▶ **Task to complete**
Could you restate every record below word for word?

▶ **Given data**
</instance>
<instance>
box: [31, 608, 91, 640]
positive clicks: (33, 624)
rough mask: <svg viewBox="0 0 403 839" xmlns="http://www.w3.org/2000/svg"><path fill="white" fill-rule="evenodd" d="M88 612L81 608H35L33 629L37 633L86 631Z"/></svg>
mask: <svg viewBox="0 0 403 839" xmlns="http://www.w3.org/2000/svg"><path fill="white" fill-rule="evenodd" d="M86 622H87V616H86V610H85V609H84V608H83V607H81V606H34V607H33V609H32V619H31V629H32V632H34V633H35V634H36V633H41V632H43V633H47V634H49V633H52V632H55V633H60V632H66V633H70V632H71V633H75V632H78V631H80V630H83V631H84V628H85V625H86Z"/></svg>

▶ **Written response**
</instance>
<instance>
box: [31, 608, 91, 640]
positive clicks: (33, 624)
rough mask: <svg viewBox="0 0 403 839" xmlns="http://www.w3.org/2000/svg"><path fill="white" fill-rule="evenodd" d="M88 612L81 608H35L33 629L37 633L86 631Z"/></svg>
mask: <svg viewBox="0 0 403 839" xmlns="http://www.w3.org/2000/svg"><path fill="white" fill-rule="evenodd" d="M86 622H87V616H86V610H85V609H84V608H83V607H81V606H34V607H33V609H32V619H31V629H32V632H34V633H35V634H36V633H41V632H43V633H47V634H49V633H52V632H55V633H60V632H66V633H70V632H71V633H75V632H78V631H80V630H83V631H84V628H85V625H86Z"/></svg>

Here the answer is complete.